*WHAT THE TASK ASKS:*
Print the data that follows word for word, leaving out any picture.

=== Begin Enclosure ===

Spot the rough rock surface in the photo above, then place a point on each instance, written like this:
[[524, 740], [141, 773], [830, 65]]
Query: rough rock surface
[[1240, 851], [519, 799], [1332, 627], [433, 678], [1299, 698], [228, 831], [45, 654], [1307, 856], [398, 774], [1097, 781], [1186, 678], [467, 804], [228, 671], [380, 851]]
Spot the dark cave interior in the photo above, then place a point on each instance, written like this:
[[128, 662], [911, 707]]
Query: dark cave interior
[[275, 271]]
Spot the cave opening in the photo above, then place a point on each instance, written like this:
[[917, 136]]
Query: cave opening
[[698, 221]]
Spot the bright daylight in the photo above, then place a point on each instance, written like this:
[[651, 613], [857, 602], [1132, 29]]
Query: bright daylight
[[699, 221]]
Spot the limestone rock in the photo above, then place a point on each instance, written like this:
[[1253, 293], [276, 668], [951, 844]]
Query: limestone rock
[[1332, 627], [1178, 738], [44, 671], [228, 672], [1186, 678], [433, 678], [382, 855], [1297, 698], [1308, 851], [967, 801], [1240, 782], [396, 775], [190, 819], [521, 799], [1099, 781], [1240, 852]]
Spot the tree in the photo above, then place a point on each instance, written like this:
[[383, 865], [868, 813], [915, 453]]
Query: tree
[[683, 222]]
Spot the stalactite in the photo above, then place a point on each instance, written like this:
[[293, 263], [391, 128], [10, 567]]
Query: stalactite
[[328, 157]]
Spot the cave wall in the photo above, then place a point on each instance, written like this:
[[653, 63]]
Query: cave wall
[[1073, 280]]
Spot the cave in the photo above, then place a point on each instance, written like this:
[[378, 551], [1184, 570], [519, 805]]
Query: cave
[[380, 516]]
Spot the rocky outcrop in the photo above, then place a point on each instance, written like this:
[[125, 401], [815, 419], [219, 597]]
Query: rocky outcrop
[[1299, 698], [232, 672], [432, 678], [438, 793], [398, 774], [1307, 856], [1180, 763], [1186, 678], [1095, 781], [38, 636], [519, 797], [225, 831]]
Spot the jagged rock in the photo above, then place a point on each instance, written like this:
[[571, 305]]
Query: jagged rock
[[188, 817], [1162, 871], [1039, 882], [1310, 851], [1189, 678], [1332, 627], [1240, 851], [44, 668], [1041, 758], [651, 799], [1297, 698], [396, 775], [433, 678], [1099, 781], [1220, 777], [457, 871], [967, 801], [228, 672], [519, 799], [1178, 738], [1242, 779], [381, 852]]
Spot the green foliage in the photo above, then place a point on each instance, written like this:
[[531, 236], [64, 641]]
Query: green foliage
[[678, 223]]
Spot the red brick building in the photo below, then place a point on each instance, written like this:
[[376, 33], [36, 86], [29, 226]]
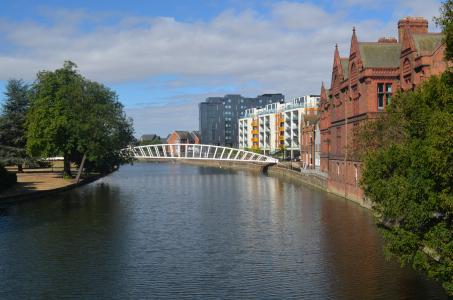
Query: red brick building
[[309, 142], [362, 85]]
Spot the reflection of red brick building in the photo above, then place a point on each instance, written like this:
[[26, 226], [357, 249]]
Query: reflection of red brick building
[[363, 84]]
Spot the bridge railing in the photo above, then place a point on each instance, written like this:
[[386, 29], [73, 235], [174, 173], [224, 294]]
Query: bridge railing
[[197, 151]]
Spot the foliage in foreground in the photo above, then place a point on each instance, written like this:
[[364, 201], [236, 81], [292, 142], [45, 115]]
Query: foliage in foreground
[[7, 179], [72, 116], [408, 174], [12, 124]]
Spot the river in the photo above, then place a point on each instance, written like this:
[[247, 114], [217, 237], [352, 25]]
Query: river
[[174, 231]]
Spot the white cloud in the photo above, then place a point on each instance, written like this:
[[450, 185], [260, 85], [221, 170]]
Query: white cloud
[[289, 50]]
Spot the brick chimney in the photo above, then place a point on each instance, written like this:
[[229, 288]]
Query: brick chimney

=== End Enclosure ===

*ANSWER TO THIS PROBLEM:*
Spot the rough rock surface in the photo above, then place a point on each instance, written like this:
[[524, 740], [141, 773], [830, 65]]
Query: rough rock surface
[[1240, 851], [519, 799], [1332, 627], [433, 678], [1299, 698], [228, 831], [45, 654], [1307, 856], [398, 774], [1097, 781], [1186, 678], [467, 804], [228, 671], [380, 851]]
Spot the dark cave interior in the photo above, then place a point on each instance, written like this:
[[128, 662], [911, 707]]
Query: dark cave interior
[[275, 271]]
Spot the cave opening in the photo above, then place a point on each instance, written like this:
[[917, 136]]
Query: cave opening
[[698, 221]]
Spot the bright daylight in the photo above, then place a point on each instance, written like this:
[[651, 613], [857, 602], [1132, 29]]
Query: bright daylight
[[699, 221]]
Spot the limestone rock in the photo above, then place a point on each instance, written like this:
[[1253, 293], [276, 668], [951, 844]]
Query: limestone rock
[[1332, 627], [1178, 738], [44, 671], [228, 672], [1186, 678], [433, 678], [382, 855], [1297, 698], [1308, 851], [967, 801], [1240, 782], [396, 775], [190, 819], [521, 799], [1099, 781], [1240, 852]]
Spot the tree in the photo above, then place a point on each instance, written like this:
[[383, 865], [868, 813], [915, 453]]
Query: tree
[[683, 222]]
Spot the stalactite in the photo above, then place a point on each instance, written like this:
[[293, 263], [391, 128], [10, 567]]
Query: stalactite
[[328, 157]]
Spot the cave wall in the photo above, then place a point on each instance, written like this:
[[653, 63]]
Query: cave wall
[[1073, 280]]
Spot the cave in the photo above, then place a point on each instance, written like this:
[[378, 551], [1184, 570], [519, 805]]
Query: cave
[[380, 516]]
Spot the rocky outcrop in the photo above, then place a point on each instance, written like this:
[[125, 401], [815, 419], [219, 597]]
Query: rocky outcrop
[[1299, 698], [232, 672], [432, 678], [438, 793], [398, 774], [1307, 856], [1180, 763], [1186, 678], [1095, 781], [38, 636], [519, 797], [225, 831]]
Spot the jagged rock in the photo above, then place a point on each instance, written like this:
[[571, 305]]
Query: jagged rock
[[188, 817], [1162, 871], [1039, 882], [1310, 851], [1189, 678], [1332, 627], [1240, 851], [44, 668], [1041, 758], [651, 799], [1297, 698], [396, 775], [433, 678], [1099, 781], [1220, 777], [457, 871], [967, 801], [228, 672], [519, 799], [1178, 738], [1242, 779], [381, 852]]
Spot the green foliage in the photo above, then place a point on each instance, written like this:
[[531, 236], [64, 641]]
Query: green foliage
[[678, 223]]
Spot the red brick building in the photo below, then place a point on each instance, written like this:
[[376, 33], [36, 86], [29, 226]]
Query: red brick building
[[309, 142], [362, 85]]
Spot the reflection of red brick building in the photo above, then place a point on each instance, written like this:
[[26, 226], [357, 249]]
Query: reflection of red brick building
[[363, 84]]
Spot the bridge railing in the photo above, then place a point on each instance, written like this:
[[386, 29], [73, 235], [174, 173], [224, 294]]
Query: bridge railing
[[197, 151]]
Spot the foliage in foreground in the photo above, then place a point on each instance, written like this:
[[364, 201], [236, 81], [292, 142], [45, 115]]
Query: foliage in foreground
[[7, 179], [72, 116], [408, 174], [12, 124]]
Spot the river in the photo above, then place a point on each instance, written like this:
[[247, 114], [217, 237], [352, 25]]
Query: river
[[174, 231]]
Spot the white cloud in the photo above, then place a point on each instance, written like this:
[[450, 185], [260, 85], [221, 170]]
Query: white cloud
[[289, 50]]
Spot the brick chimney in the photo above, then place a point on each instance, written like this:
[[229, 288]]
Query: brick chimney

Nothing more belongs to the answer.